→ EXTRAIT
Gagaouzie

La Gagaouzie (en gagaouze : Gagauziya ; en roumain : Găgăuzia ; en russe : Гагаузия (Gagaouzia), ou Гагауз-Йери (Gagaouz-Ïeri)), officiellement l'Unité territoriale autonome de Gagaouzie (en gagaouze : Avtonom Territorial Bölümlüü Gagauziya ; en roumain : Unitatea Teritorială Autonomă Găgăuzia ; en russe : Автономное территориальное образование Гагаузия (Avtonomnoïe territorial'noïe obrazovanie Gagaouzia)), est une région autonome du sud de la Moldavie, près de la frontière avec l'Ukraine.

Unité territoriale autonome de Gagaouzie

Avtonom Territorial Bölümlüü Gagauziya (gag)
Unitatea Teritorială Autonomă Găgăuzia (ro)
Автономное территориальное образование Гагаузия (ru)


Armoiries

Drapeau
Administration
Statut politique Région autonome de la Moldavie
Capitale Comrat
46° 19′ N, 28° 40′ E
Gouvernement
- Gouverneur

Irina Vlah (depuis le 15 avril 2015)
Démographie
Population 134 535 hab.[1] (2014)
Densité 73 hab./km2
Langue(s) Gagaouze, roumain, russe
Géographie
Coordonnées 46° 18′ 59″ nord, 28° 39′ 59″ est
Superficie 1 832 km2

    Géographie

    Le territoire gagaouze, qui s'étend sur 1 830 kilomètres carrés répartis sur quatre territoires non contigus, regroupe une quinzaine de communes regroupées en trois districts (dolay) : Comrat, Ceadîr-Lunga et Vulcănești.

    Population

    Évolution de la population
    AnnéePop.±%
    1959104 449    
    1970142 979+36.9%
    1979152 850+6.9%
    1989163 533+7.0%
    2004155 646−4.8%
    2014134 535−13.6%
    Source : Recensements[1]

    En 2014, la Gagaouzie compte 134 535 habitants dont 83,8 % de Gagaouzes, 4,9 % de Bulgares, 4,7 % de Moldaves, 3,2 % de Russes, 2,5 % d'Ukrainiens et 0,9 % de personnes d'une autre ethnie[1].

    Par ailleurs, 80,4 % de la population se déclare de langue maternelle gagaouze, 9,9 % de langue russe, 4,1 % de langue bulgare, 3,8 % de langue moldave/roumaine, 1,3 % de langue ukrainienne et 0,5 % d'une autre langue maternelle[1]. Le russe est, officiellement, « langue de communication interethnique » et une des langues d'enseignement[2].

→ EXTRAITS DES LIGNES
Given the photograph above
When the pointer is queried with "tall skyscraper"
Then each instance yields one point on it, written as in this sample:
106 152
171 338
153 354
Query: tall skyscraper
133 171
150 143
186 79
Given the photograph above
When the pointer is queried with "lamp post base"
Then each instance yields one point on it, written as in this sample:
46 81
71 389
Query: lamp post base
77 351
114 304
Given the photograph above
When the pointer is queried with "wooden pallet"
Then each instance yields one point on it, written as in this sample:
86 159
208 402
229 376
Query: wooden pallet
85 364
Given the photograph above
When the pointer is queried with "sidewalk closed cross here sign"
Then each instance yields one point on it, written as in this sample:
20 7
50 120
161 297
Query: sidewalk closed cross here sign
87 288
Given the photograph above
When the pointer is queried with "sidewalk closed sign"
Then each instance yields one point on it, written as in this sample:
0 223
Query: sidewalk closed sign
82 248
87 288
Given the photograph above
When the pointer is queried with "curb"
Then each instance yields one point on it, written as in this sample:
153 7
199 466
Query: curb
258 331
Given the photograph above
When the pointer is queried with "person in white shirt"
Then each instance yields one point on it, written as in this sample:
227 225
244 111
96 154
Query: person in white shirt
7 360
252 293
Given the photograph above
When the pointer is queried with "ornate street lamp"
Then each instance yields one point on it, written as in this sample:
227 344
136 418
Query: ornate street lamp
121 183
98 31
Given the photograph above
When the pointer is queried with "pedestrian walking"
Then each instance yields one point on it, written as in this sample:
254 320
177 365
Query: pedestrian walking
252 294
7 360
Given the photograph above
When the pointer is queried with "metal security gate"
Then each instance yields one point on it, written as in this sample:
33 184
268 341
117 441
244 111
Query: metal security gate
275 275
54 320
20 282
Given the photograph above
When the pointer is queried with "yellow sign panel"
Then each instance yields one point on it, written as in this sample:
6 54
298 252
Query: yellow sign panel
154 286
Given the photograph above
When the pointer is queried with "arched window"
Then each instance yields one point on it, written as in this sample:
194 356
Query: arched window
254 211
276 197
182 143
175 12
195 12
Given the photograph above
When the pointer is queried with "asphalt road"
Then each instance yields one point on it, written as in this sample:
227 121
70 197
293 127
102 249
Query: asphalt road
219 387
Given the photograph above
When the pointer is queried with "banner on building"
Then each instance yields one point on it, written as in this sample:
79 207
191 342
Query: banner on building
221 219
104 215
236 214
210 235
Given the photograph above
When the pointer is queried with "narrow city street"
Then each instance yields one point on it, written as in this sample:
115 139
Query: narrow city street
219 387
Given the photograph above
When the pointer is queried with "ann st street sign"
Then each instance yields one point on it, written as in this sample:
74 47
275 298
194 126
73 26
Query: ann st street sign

→ CONSIGNE 1
Dans l'extrait sur la Gagaouzie :
(a) Quelle est la capitale ?
(b) En combien de districts les communes du territoire sont-elles regroupées ?
(c) Quelle part de la population se déclare de langue maternelle gagaouze ?
→ CONSIGNE 2
Citez, dans l'extrait sur la Gagaouzie, le passage qui va de « Par ailleurs, 80,4 % » jusqu'à « des langues d'enseignement[2]. ».

→ RÉPONSE ATTENDUE 1
(a) Comrat.
(b) Trois : Comrat, Ceadîr-Lunga et Vulcănești.
(c) 80,4 %.

→ RÉPONSE ATTENDUE 2
Par ailleurs, 80,4 % de la population se déclare de langue maternelle gagaouze, 9,9 % de langue russe, 4,1 % de langue bulgare, 3,8 % de langue moldave/roumaine, 1,3 % de langue ukrainienne et 0,5 % d'une autre langue maternelle[1]. Le russe est, officiellement, « langue de communication interethnique » et une des langues d'enseignement[2].